Stored data entries:
########################################
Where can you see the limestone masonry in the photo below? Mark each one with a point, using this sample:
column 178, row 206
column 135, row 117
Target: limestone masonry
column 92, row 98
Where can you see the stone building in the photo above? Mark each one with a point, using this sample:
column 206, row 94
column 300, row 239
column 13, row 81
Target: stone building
########################################
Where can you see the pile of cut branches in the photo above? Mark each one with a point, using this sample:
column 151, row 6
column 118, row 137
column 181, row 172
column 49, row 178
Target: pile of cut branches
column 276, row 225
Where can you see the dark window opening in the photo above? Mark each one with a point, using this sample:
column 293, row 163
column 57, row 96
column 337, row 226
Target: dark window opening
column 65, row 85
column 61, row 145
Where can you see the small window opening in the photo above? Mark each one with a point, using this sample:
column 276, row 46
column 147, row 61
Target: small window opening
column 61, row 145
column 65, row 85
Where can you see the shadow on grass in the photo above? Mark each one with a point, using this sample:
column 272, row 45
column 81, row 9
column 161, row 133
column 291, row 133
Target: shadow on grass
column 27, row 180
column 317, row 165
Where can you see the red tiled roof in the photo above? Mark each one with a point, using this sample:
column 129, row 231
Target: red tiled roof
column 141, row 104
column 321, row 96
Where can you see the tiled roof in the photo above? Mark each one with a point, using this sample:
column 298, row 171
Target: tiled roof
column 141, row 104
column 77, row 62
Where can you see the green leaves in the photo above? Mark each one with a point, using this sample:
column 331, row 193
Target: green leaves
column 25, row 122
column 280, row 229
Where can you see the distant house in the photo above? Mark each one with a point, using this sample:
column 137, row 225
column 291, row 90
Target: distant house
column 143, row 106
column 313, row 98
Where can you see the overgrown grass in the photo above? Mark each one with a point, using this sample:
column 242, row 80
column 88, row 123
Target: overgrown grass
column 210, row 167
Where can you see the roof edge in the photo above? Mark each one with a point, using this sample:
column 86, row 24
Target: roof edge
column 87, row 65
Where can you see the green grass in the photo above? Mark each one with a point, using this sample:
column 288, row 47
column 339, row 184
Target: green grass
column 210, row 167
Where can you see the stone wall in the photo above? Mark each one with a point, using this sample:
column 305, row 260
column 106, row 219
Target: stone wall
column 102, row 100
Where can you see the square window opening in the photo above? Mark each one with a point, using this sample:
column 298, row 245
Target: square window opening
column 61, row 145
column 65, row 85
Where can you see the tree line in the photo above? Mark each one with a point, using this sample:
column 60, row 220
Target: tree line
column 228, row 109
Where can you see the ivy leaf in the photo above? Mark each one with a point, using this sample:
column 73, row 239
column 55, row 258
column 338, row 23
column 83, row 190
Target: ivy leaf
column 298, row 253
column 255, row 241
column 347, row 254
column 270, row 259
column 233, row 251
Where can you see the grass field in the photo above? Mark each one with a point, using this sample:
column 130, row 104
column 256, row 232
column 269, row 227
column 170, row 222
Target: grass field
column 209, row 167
########################################
- Instructions to follow -
Copy the stretch of data from the line containing "Where can you see the overgrown" through the line containing "column 228, row 109", including both of those lines, with every character unchanged.

- Exercise result -
Where can you see the overgrown grass in the photo above? Mark each one with a point, using this sample:
column 242, row 80
column 88, row 123
Target: overgrown grass
column 210, row 167
Where can you see the roof edge in the photo above? Mark each one with a point, using this sample:
column 86, row 24
Target: roof edge
column 87, row 65
Where can you see the green grass in the photo above? Mark each one with a point, using this sample:
column 288, row 47
column 339, row 184
Target: green grass
column 210, row 167
Where can you see the stone wall in the photo above? Mark each one with a point, using this sample:
column 305, row 260
column 106, row 219
Target: stone wall
column 102, row 100
Where can you see the square window opening in the photo above? Mark each one with a point, using this sample:
column 298, row 245
Target: square window opening
column 61, row 145
column 65, row 85
Where can you see the tree line in the photo above? Mark each one with a point, using this sample:
column 60, row 220
Target: tree line
column 228, row 109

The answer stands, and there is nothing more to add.